(Data items)
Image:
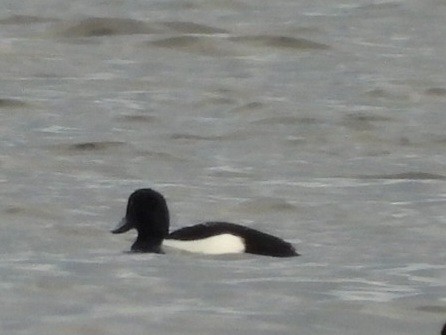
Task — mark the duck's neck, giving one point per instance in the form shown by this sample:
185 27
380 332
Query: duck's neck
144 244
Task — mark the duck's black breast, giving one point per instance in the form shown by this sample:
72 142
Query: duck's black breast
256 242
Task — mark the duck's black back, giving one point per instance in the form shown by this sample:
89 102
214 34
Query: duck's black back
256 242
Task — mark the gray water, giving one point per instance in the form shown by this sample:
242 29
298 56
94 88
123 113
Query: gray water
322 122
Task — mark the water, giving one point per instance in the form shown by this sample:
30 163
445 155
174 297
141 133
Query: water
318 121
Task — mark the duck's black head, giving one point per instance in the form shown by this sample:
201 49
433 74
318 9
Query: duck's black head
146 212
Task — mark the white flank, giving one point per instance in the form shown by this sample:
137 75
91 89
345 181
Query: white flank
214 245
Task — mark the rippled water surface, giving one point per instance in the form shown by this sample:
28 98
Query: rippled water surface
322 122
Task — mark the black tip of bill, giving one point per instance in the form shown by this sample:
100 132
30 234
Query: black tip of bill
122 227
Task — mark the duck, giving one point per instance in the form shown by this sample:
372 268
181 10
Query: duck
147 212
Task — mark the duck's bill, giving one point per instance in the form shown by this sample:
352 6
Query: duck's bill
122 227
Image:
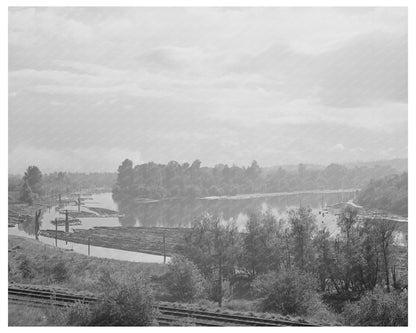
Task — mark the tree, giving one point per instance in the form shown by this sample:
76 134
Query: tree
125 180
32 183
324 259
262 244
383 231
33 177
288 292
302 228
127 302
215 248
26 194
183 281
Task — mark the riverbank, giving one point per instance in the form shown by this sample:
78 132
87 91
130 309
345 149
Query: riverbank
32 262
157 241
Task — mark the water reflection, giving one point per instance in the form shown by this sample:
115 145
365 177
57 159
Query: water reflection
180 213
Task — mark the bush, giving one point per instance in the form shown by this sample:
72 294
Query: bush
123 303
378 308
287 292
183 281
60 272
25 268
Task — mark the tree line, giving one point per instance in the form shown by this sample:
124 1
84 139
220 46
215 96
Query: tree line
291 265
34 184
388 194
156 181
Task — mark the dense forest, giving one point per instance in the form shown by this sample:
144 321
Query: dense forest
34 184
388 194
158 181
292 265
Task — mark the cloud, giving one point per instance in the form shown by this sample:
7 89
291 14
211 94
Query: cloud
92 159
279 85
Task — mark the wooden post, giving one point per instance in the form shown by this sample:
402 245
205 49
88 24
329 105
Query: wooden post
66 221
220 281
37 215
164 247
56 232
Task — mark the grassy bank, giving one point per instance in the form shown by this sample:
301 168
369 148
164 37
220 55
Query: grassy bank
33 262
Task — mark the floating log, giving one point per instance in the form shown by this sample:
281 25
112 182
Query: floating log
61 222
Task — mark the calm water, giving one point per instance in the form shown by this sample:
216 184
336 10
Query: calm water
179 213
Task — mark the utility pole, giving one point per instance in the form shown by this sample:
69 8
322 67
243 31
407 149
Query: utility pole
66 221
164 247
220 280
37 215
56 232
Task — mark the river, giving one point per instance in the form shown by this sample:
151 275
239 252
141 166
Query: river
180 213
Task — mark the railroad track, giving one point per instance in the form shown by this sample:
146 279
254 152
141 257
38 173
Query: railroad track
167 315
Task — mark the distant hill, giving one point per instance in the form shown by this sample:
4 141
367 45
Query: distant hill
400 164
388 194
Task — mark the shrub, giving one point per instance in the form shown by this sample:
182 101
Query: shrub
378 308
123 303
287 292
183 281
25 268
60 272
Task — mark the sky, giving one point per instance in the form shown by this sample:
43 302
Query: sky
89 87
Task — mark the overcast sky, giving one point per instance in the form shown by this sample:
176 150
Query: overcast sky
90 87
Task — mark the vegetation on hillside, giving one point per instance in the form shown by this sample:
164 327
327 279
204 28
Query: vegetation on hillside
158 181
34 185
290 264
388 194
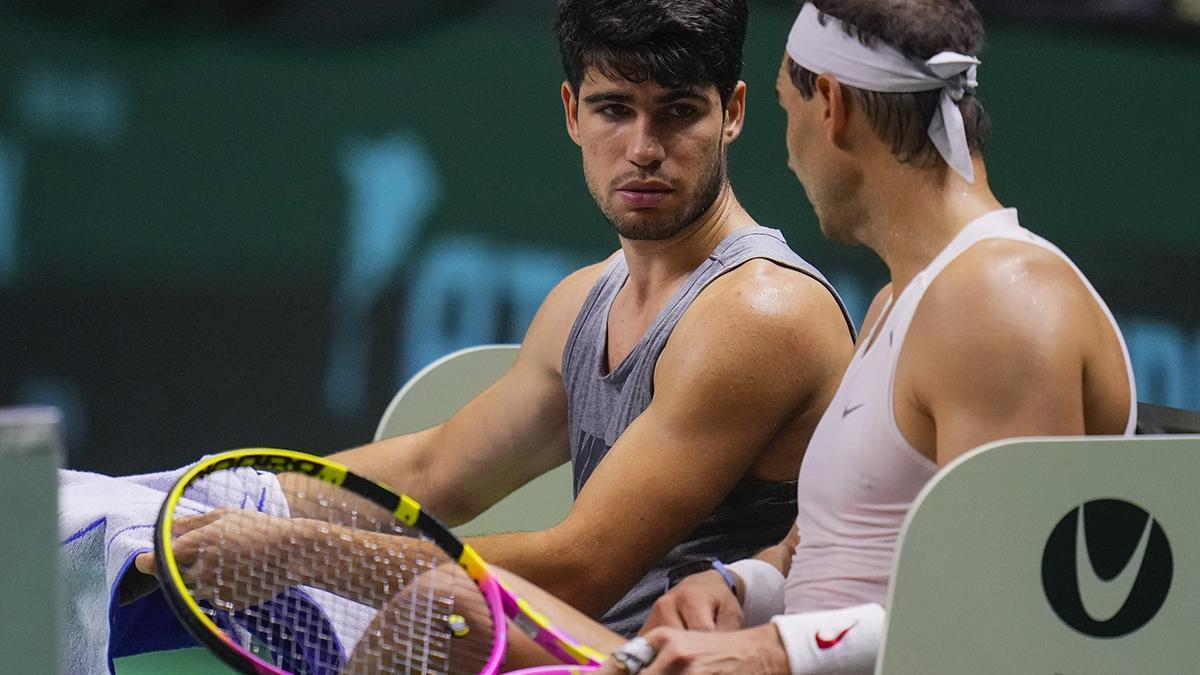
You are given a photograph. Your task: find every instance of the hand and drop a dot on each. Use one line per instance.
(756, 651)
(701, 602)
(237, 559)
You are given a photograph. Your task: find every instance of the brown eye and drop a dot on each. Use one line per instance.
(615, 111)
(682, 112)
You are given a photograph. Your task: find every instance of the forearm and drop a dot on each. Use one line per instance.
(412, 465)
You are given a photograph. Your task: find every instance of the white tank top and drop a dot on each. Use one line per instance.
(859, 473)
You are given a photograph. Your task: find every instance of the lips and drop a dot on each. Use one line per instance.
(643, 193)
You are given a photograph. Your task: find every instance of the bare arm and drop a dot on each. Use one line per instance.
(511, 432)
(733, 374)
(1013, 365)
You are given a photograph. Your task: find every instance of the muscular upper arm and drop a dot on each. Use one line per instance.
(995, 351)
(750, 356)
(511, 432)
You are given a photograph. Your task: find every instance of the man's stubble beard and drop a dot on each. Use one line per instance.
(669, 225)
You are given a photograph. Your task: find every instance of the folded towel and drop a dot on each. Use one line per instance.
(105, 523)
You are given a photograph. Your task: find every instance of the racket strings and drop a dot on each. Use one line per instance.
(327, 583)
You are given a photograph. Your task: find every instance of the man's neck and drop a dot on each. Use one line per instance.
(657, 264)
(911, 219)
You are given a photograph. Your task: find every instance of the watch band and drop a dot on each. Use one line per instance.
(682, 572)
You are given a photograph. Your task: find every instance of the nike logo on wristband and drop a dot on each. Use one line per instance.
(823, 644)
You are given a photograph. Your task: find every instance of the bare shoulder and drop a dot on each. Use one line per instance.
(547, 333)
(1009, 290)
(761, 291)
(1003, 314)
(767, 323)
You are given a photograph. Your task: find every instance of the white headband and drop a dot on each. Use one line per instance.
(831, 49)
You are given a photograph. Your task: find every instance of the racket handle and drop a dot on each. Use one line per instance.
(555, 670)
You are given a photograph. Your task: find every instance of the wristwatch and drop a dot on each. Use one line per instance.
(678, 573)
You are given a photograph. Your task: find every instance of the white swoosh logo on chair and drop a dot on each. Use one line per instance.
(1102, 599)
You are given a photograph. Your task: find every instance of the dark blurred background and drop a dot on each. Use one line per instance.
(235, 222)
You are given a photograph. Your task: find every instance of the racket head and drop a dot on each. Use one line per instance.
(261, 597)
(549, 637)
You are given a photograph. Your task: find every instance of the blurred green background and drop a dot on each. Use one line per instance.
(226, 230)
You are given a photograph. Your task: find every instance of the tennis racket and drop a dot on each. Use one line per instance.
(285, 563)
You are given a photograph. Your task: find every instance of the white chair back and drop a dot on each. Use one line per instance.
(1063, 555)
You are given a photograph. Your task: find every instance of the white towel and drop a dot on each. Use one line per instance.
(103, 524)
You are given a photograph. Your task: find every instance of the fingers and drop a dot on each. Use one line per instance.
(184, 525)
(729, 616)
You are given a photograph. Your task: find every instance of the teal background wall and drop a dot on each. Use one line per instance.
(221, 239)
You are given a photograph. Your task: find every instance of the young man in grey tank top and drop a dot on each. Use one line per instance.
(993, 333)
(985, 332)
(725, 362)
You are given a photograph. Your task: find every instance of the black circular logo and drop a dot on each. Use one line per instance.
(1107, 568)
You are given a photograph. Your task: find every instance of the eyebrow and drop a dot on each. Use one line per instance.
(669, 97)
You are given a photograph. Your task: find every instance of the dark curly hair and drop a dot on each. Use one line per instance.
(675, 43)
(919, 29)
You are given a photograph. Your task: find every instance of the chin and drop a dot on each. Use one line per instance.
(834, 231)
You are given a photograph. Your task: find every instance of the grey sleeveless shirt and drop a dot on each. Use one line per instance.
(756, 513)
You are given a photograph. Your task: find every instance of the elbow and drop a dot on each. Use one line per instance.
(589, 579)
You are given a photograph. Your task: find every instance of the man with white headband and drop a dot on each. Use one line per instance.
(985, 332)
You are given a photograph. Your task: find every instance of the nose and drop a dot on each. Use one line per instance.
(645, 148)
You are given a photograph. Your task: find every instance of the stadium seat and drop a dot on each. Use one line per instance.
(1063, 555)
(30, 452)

--- PROBLEM TO SOLVE ---
Only one span of lines is wanted: the line with "of the nose" and every line after it to the end of the entries, output exactly.

--- RESULT ---
You are given a photograph. Your task: find every instance of the nose and drop a dot on each. Use one line per instance.
(645, 148)
You are given a photograph. Your task: find every instance of the stadium seat and drop a dot on each. Use one line per instance.
(1063, 555)
(30, 452)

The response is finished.